▸ Activity: Decide whether each statement agrees with the text on the scanning size n, answering yes or no and quoting the deciding words of the text. 1. The CD8 gene used in the text consists of 744 base pairs. 2. The GMS framework produced 744 data points from the sequence. 3. The 3D curve grows more complex as the scanning size increases.

▸ Document extract:
The effect of the scanning size n

The scanning size n is a key parameter for the scanning machine, it determines how many consecutive nodes of the sequence will be read (or scanned) to construct an output vector. For larger scanning size, the affinities between these data point will be an aggregation of larger number of consecutive nodes. Thus, the scanning size controls a kind of granularity of the scanning machine.

In order to see effect of the scanning size, I have downloaded the DNA sequence of a relative short gene, the CD8 gene that consists of 744 base pairs. This sequence will then be processed by the GMS framework to create 25000 data points; and then embedded in to the 3D space. The following video shows the resulting 3D maps created with different scanning size:

We see clearly that the 3D curve gradually become simpler and smoother as the scanning size grows from 3 to 24.

▸ Data provided:
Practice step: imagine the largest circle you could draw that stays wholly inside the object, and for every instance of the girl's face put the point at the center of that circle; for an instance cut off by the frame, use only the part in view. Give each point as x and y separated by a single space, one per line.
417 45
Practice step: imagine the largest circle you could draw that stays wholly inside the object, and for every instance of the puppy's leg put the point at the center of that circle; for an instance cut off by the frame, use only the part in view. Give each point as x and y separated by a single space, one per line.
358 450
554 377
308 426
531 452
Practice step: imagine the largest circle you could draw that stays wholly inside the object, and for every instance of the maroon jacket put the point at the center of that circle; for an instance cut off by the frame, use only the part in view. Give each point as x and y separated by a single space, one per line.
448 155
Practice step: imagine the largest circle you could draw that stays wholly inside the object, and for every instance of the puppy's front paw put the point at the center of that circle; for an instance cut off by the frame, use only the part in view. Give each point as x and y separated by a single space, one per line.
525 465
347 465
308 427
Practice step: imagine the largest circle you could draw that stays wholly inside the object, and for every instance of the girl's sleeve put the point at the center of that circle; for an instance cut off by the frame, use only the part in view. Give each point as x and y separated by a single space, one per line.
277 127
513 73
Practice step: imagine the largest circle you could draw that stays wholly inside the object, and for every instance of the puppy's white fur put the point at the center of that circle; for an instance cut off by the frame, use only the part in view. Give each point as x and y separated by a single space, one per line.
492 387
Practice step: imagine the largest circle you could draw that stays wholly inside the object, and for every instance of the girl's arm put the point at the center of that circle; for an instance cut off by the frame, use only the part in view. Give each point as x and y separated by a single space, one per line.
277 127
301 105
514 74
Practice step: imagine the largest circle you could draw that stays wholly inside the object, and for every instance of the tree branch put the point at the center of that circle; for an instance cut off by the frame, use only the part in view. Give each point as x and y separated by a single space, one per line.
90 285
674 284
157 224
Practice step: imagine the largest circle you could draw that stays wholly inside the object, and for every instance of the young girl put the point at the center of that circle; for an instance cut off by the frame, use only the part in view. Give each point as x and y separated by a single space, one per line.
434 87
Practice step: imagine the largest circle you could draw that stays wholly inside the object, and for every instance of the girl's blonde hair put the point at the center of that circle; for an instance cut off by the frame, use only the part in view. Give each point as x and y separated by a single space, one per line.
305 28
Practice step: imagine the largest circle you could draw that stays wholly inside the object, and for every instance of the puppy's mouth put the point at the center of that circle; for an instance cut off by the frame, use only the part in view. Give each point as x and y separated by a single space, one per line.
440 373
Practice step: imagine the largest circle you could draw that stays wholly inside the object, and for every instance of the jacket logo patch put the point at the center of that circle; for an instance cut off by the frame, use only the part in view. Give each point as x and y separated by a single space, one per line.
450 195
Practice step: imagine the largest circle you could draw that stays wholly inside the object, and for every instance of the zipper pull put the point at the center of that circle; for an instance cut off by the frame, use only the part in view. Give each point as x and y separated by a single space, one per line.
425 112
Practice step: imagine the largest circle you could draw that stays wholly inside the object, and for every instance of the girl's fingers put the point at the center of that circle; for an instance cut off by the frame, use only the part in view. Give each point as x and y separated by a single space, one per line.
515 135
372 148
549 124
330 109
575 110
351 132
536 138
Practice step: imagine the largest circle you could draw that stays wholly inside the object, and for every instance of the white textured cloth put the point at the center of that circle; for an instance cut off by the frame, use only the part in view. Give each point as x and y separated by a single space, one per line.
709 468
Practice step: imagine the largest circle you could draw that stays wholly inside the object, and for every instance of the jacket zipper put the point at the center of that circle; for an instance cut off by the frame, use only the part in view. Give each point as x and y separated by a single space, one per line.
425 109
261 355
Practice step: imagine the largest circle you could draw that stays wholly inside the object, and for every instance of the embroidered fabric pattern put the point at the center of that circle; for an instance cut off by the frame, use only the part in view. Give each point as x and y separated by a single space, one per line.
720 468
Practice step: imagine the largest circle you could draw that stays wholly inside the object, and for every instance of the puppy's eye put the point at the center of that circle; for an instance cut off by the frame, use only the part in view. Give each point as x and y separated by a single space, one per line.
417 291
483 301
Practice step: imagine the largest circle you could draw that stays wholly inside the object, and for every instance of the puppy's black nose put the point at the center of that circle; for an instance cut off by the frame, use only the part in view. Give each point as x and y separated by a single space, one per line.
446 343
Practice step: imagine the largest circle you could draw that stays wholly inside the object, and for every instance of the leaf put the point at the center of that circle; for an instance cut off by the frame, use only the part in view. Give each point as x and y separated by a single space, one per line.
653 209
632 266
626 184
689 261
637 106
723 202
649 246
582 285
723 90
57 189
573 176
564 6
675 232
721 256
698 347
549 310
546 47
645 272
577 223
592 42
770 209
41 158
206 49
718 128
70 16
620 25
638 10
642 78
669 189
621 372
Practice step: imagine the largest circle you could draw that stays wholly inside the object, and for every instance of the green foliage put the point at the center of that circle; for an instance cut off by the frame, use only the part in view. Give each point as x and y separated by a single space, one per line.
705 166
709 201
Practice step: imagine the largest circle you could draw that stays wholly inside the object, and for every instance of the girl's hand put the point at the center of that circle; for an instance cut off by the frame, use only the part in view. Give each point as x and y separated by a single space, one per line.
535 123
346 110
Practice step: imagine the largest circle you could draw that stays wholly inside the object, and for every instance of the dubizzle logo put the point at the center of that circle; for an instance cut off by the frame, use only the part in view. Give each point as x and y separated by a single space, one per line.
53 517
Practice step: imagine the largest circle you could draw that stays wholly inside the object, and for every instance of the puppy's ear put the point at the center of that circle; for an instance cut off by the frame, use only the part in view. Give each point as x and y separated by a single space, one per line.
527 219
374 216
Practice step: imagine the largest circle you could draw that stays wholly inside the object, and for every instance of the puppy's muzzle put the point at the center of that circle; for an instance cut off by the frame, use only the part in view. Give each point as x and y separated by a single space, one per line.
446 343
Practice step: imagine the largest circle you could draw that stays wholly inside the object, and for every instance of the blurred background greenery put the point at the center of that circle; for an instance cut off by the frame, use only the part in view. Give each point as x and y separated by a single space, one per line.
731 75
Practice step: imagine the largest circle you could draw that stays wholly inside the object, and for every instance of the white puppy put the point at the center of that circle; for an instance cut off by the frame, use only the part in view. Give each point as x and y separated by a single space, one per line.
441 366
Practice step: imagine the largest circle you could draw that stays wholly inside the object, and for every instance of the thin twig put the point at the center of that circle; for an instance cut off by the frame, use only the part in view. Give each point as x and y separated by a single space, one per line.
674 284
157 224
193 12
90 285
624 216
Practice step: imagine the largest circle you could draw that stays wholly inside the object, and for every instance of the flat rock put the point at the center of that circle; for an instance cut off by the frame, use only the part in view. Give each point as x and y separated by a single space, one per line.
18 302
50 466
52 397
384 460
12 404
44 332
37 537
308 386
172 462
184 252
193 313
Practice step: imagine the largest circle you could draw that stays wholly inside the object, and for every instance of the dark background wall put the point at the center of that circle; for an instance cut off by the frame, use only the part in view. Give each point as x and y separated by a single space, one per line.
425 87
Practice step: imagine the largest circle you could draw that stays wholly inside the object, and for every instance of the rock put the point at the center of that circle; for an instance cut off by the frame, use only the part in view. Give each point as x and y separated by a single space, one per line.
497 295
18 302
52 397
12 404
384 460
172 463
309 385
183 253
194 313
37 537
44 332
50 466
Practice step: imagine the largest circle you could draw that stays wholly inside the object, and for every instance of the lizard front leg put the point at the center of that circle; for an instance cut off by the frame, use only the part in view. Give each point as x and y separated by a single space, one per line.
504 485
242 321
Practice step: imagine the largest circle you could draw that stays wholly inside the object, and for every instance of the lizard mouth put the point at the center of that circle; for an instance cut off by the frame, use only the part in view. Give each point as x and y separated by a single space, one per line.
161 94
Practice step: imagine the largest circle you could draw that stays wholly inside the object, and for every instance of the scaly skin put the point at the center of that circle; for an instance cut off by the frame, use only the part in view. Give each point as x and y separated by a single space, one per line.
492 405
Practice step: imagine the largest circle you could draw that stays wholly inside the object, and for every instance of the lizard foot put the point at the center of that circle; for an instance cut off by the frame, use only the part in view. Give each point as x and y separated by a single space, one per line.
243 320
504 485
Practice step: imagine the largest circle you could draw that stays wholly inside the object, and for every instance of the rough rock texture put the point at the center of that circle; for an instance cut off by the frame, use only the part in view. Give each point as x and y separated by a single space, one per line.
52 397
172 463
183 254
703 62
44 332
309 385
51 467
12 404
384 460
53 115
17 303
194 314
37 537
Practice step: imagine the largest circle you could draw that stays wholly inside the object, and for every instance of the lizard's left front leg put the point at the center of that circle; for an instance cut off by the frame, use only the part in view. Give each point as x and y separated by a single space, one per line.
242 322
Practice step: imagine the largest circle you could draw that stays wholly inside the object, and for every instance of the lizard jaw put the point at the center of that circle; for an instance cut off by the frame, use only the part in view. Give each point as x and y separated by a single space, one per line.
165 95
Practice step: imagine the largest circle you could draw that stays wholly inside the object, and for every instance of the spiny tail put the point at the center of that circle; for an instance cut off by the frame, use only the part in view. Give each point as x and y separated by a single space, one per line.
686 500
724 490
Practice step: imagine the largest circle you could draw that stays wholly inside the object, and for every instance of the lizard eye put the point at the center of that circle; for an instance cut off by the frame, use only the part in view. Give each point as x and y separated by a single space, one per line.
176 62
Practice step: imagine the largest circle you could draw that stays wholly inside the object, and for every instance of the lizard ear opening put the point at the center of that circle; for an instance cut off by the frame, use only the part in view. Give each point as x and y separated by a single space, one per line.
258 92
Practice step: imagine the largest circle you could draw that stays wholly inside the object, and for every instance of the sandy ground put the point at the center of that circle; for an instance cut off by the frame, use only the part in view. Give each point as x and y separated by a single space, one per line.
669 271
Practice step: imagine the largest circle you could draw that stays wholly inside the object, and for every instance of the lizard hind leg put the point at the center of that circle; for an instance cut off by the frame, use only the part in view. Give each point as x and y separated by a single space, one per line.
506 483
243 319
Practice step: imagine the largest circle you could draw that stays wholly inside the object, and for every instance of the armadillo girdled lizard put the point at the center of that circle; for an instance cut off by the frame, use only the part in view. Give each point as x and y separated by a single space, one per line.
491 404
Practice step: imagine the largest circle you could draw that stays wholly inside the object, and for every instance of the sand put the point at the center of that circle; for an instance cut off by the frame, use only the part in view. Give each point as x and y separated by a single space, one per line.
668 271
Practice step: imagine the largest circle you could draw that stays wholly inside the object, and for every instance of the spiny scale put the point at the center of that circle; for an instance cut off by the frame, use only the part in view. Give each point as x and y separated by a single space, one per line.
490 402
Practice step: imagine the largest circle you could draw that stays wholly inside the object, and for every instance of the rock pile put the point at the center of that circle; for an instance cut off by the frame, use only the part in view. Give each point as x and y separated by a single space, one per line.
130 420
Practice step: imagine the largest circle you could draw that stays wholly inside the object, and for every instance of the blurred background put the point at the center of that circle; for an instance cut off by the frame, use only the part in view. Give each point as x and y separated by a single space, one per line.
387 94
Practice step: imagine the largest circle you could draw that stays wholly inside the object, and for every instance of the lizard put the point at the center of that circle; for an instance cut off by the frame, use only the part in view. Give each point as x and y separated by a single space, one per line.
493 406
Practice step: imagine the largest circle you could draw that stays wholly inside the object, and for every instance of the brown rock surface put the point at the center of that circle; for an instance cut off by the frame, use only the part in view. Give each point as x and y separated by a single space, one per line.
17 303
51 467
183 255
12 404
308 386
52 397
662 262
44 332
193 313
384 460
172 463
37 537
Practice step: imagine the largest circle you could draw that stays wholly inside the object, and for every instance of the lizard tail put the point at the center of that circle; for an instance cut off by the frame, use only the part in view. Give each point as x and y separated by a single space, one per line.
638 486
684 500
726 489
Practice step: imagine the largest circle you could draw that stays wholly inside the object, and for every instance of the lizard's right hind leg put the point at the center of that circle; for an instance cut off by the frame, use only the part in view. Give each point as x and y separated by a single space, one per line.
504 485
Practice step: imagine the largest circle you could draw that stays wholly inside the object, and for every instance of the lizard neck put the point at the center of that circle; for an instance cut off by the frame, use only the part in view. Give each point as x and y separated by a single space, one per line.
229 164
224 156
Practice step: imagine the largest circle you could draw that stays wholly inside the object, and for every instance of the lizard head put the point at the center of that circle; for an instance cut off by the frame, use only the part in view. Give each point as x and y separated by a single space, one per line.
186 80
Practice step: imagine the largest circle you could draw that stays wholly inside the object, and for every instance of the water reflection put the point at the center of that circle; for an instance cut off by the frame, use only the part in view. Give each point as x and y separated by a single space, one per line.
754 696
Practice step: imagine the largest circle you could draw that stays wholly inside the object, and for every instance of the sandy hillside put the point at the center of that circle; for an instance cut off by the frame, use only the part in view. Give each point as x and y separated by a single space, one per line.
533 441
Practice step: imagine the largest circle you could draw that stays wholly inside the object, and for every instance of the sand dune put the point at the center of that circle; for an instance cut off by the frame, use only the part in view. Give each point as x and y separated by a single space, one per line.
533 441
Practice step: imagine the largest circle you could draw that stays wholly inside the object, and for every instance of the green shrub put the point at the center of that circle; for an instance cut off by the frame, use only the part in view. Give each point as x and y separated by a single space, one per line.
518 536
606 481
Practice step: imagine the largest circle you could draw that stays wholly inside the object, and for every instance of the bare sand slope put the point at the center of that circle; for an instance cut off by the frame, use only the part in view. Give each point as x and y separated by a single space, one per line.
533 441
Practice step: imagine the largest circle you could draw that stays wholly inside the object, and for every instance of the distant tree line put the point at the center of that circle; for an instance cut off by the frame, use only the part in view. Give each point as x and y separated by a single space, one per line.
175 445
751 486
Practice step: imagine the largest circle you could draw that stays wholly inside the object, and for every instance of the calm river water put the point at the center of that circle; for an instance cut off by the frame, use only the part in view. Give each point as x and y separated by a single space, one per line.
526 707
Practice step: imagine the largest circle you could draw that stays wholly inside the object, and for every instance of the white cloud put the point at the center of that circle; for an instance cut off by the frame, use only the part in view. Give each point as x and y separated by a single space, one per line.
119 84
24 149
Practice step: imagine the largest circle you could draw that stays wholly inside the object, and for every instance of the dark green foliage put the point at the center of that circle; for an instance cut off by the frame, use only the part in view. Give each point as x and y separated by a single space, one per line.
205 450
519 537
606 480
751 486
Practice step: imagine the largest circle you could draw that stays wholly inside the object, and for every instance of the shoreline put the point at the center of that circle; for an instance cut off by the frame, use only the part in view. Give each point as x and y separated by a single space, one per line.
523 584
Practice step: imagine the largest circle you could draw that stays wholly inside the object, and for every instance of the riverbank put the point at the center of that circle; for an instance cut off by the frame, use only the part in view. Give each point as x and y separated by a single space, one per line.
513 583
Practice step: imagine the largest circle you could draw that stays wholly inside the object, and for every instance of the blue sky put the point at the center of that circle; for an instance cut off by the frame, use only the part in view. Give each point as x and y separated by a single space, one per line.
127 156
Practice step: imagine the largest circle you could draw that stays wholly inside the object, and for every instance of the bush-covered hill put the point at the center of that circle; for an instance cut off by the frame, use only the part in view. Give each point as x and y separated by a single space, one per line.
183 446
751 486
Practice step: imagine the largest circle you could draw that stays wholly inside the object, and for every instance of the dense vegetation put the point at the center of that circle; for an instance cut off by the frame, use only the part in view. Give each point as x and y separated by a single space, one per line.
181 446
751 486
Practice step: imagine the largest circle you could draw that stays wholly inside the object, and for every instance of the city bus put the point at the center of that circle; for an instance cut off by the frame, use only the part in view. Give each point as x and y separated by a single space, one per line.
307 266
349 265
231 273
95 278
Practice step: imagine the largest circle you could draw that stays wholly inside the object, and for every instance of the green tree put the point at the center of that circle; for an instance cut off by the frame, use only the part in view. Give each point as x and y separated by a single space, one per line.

▸ Solved problem:
1. Yes: "the CD8 gene that consists of 744 base pairs"
2. No: "to create 25000 data points"
3. No: "the 3D curve gradually become simpler and smoother as the scanning size grows from 3 to 24"